What is required
Repeat the entries that appear below, exactly as they are given.
+++ Source data +++
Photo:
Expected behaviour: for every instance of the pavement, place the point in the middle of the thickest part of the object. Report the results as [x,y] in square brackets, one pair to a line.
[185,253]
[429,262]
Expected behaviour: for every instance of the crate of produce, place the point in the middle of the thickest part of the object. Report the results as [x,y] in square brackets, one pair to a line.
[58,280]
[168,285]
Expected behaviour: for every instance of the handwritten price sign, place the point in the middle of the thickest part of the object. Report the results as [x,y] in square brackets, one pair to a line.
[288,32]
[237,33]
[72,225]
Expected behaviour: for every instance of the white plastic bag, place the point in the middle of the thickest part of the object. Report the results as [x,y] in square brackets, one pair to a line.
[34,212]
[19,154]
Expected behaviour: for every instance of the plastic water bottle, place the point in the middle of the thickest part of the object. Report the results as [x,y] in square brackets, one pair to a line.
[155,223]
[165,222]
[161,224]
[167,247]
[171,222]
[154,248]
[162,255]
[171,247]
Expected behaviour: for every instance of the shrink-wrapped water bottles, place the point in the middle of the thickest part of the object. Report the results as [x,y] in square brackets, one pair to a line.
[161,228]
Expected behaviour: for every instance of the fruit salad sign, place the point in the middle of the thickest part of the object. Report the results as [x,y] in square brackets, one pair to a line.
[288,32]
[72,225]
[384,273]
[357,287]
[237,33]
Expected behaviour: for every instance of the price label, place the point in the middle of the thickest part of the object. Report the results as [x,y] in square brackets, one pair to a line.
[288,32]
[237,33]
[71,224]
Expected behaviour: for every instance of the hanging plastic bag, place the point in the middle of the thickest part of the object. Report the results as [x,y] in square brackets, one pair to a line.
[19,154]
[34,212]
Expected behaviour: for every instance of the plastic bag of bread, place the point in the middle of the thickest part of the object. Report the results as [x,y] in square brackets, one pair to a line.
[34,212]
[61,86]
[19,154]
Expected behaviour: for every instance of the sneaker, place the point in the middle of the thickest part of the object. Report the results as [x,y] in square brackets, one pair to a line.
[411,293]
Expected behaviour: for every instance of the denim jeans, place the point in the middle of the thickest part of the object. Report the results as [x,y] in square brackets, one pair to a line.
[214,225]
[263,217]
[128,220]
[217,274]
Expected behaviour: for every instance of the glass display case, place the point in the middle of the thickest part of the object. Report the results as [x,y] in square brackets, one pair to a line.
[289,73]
+++
Solution to the problem
Photo:
Expected behaviour: for every instance of the pavement, place the point in the middle of the thickest part of the object. Report the results as [x,y] in square brackets, one pair to a line.
[185,253]
[429,262]
Expected behaviour: for every instance of the crate of produce, place the point in the middle of the thickest part of the object. Report the results as [x,y] in square brackets, one pair to a line.
[58,280]
[168,285]
Expected behaviour: for every instance of the handwritten price sign, place the point in the middle of the thickest part of the object. Report the results as [x,y] in square brackets, one pair to a line.
[288,32]
[237,33]
[72,225]
Expected behaviour: for every instance of the white plastic bag, place the point in the middle of the thickest part of the object. Report the results as [x,y] in square brackets, one pair to a line.
[34,212]
[19,154]
Expected behaviour: for every instance of the plastic water bottle, place the point in the middle of the thickest part of the object. Report the results as [x,y] in square brackets, one pair to a line.
[155,223]
[165,222]
[161,224]
[167,247]
[171,222]
[154,248]
[162,255]
[171,247]
Expected behaviour: for every instance of the shrink-wrapped water bottles, place the point in the middle of the thickest part of the object. Report the results as [x,y] in square brackets, one pair to a line.
[161,228]
Expected behaviour: for every instance of the fruit salad sign, place the point in the middle of the thickest part of the object. Report the results as [x,y] in square brackets, one pair to a line.
[288,32]
[72,225]
[384,273]
[357,287]
[237,33]
Expected behaviour: for every instance of the price label, place the point in the middle of the thickest part of the object. Report the results as [x,y] in square brackets, one pair to a line.
[288,32]
[237,33]
[71,224]
Expected behaviour: for every instance of the hanging plastic bag, place the point in the middle of the thickest part of the object. Report the results as [x,y] in square brackets, one pair to a line.
[19,154]
[34,212]
Expected behaviour: for every instance of the plastic bag of bread, place the point in the middle of the thickest part of the object. Report the results as [x,y] in square brackets, one pair to a line.
[34,212]
[61,86]
[19,154]
Expected behaviour: for every instance of the sneaker, place the point in the middle of the thickest part of the object. Report the results as [x,y] in square brackets, one pair to a line.
[411,293]
Expected behaviour: for every instance of the denim jeans, place the point in the middle of the thickest part of the object. Report the results as [x,y] in square brackets, one pair to a line.
[214,225]
[263,217]
[128,220]
[217,274]
Expected behaviour: for every instance of the glass display case, place the point in the middle of the thickest part of the object. Report the results as [x,y] in square brackets, one pair to a line.
[289,73]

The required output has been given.